J’ai pourtant appliqué le même principe de cryptage, très simple, aux deux messages. Je me suis donné une clé – une suite de caractères. Je peux coder chaque caractère de mon message en clair avec un nombre calculé par mon ordinateur (entre 0 et 255, en l’occurrence, mais je ne me sers que des nombres entre 32 et 125 pour avoir un caractère imprimable, donc je décale tout vers le bas de 32 positions et je me retrouve avec un nombre entre 0 et 93 pour coder chaque caractère). J’ai ajouté au nombre qui correspond au premier caractère de mon message le nombre correspondant au premier caractère de ma clé, enlevé 93 si ça dépassait, puis retrouvé le caractère correspondant à ce nouveau nombre, que j’ai insérée dans mon message codé. J’ai opéré de même pour la deuxième lettre et ainsi de suite, en reprenant ma clé au début si elle était trop courte. Si ma clé n’avait qu’une lettre, on retrouverait le fameux code de Jules César, dans lequel chaque lettre est décalée d’un rang constant ; mais j’ai tout de même fait un peu mieux que ça.

### CONSIGNES
[1] Réécrivez sous forme de liste plus courte le paragraphe du texte sur le cryptage qui commence par « J’ai pourtant appliqué le même principe », en gardant ses faits essentiels.
[2] Reprenez le texte sur le cryptage après sa dernière phrase et poursuivez-le.

### DONNÉES
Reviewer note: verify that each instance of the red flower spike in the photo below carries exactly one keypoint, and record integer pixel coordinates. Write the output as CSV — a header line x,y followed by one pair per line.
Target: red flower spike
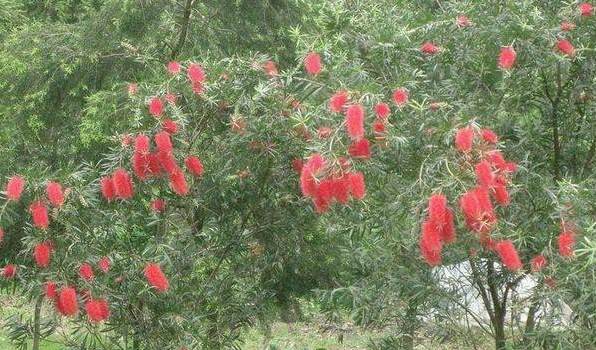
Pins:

### RÉSULTATS FINAUX
[1]
- Le même principe de cryptage, très simple, est appliqué aux deux messages, avec une clé formée d’une suite de caractères.
- L’ordinateur associe à chaque caractère un nombre entre 0 et 255. Seuls les nombres de 32 à 125, qui donnent des caractères imprimables, sont utilisés. Un décalage de 32 vers le bas les ramène entre 0 et 93.
- Le nombre de chaque caractère du message reçoit en plus celui du caractère correspondant de la clé. On retire 93 en cas de dépassement, et le caractère obtenu s’insère dans le message codé.
- La clé reprend au début si elle est trop courte.
- Une clé d’une seule lettre donnerait le code de Jules César, où chaque lettre est décalée d’un rang constant. La méthode employée fait un peu mieux.

[2]
Si Alice, ou Bob ou qui que ce soit connaissent ma clé, que je peux leur révéler séparément en secret, ils peuvent facilement retrouver le message d’origine. Mais qu’en est-il d’Eve ? Eh bien, elle ne devrait pas avoir trop de mal à déchiffrer mon deuxième message sans connaître la clé ; mais pour ce qui concerne le premier : même pas en rêve.
Comment Eve chercherait-elle à attaquer mon deuxième message codé ? Tout d’abord en faisant des hypothèses et en utilisant le contexte. J’écris cette chronique en français, mon message a des chances d’être écrit en cette langue. Par ailleurs j’ai benoîtement révélé ma méthode de codage, ce qui est tout de même un vrai cadeau.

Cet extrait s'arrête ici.